**WHAT TO PRODUCE:**
Can you restate the records below word for word?

***** ENTRIES SHOWN *****

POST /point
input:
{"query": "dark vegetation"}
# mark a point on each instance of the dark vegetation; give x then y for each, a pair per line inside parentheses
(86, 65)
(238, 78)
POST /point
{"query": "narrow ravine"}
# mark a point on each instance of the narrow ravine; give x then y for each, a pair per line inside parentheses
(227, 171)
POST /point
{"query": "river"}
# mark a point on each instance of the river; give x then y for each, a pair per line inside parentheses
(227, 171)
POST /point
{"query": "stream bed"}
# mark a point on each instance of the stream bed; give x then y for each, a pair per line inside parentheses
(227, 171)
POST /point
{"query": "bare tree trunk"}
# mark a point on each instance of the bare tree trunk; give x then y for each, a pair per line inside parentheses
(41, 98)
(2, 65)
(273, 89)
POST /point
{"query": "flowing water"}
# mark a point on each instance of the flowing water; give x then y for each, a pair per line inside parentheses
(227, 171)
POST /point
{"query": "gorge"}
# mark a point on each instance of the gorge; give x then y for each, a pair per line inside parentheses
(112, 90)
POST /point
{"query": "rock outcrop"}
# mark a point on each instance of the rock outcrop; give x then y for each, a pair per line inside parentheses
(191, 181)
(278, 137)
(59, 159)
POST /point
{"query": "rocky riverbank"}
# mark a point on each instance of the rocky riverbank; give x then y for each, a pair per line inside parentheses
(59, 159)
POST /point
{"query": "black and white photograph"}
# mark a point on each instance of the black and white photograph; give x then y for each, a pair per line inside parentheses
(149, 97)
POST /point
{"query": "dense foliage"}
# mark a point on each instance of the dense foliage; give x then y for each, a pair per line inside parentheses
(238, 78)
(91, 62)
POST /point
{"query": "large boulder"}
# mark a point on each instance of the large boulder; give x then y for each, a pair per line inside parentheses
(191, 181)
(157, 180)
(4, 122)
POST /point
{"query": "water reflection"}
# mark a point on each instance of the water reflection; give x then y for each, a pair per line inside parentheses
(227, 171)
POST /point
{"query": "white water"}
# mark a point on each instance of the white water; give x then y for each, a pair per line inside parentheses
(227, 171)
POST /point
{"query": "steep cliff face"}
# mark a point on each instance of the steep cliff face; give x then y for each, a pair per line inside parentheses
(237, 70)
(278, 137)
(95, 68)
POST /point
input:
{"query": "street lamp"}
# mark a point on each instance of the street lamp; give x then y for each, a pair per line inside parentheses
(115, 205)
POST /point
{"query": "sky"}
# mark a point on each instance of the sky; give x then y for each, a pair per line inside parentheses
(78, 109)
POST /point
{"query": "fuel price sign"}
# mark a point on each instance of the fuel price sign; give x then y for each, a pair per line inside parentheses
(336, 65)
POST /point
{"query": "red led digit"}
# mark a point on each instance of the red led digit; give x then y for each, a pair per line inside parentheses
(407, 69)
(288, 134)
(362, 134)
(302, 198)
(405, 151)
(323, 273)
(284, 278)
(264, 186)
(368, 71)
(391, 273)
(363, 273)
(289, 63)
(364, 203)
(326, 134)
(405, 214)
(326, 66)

*****

**SOLUTION:**
POST /point
input:
{"query": "dark vegetation"}
# mark a point on each instance of the dark vegetation; give x then y for each, a pair per line inside parentheses
(86, 65)
(238, 78)
POST /point
{"query": "narrow ravine"}
# mark a point on each instance of the narrow ravine; give x then y for each, a pair per line inside parentheses
(227, 171)
POST /point
{"query": "river"}
# mark a point on each instance of the river; give x then y for each, a pair per line inside parentheses
(227, 171)
POST /point
{"query": "stream bed"}
# mark a point on each instance of the stream bed; give x then y for each, a pair per line inside parentheses
(227, 171)
POST /point
{"query": "bare tree trunk"}
# mark a point on each instance of the bare tree trunk; give x then y for each, a pair per line inside parentheses
(41, 98)
(2, 65)
(273, 89)
POST /point
{"query": "flowing water"}
# mark a point on each instance of the flowing water; give x then y for each, a pair per line inside parentheses
(227, 171)
POST /point
{"query": "gorge"}
# mark a point on each instance of the gorge; give x then y for each, a pair per line inside parentheses
(112, 90)
POST /point
{"query": "rock outcrop"}
# mark a point on each instance of the rock outcrop; give x then y for each, a pair per line inside parentheses
(191, 181)
(278, 137)
(59, 159)
POST /point
{"query": "rocky riverbank"}
# mark a point on each instance of the rocky riverbank; give x then y for each, a pair per line inside parentheses
(59, 159)
POST /point
{"query": "black and white photograph"}
# mark a point on each instance of the black and white photograph; give x then y for each, a pair per line inside parentheses
(149, 97)
POST /point
{"query": "dense foliage"}
# mark a point on each instance of the dense foliage; give x then y for each, a pair per line inside parentheses
(238, 78)
(91, 62)
POST /point
{"query": "large boulder"}
# mark a point on each instance of the large boulder; give x then y for each, a pair per line inside parentheses
(191, 181)
(157, 180)
(4, 122)
POST /point
{"query": "water reflection"}
# mark a point on each instance of the water reflection; give x then y for each, a pair per line inside parentheses
(227, 171)
POST /point
{"query": "white water"}
# mark a point on each instance of the white water; give x then y for each, a pair per line inside parentheses
(227, 171)
POST /point
{"query": "steep cliff face"}
# mark a point on each instance of the steep cliff face; give x then y for each, a pair per line inside parentheses
(237, 70)
(278, 137)
(95, 68)
POST /point
input:
{"query": "street lamp"}
# mark a point on each instance of the street lamp; give x then y for each, a pair per line inside parentheses
(115, 205)
POST /point
{"query": "sky"}
# mark a point on each instance of the sky; give x then y for each, a pair per line inside parentheses
(78, 109)
POST /point
{"query": "fuel price sign"}
# mark a point on each instance of the fuel price sign; give x then y for each, a pair per line inside parentheses
(336, 65)
POST /point
{"query": "red led digit"}
# mark a point on each instance of the red led digit; give x then y for each, a pair per line inside parentheses
(407, 69)
(288, 134)
(362, 134)
(302, 198)
(405, 151)
(323, 273)
(284, 278)
(264, 186)
(368, 71)
(391, 273)
(363, 273)
(289, 63)
(364, 203)
(326, 134)
(405, 214)
(326, 66)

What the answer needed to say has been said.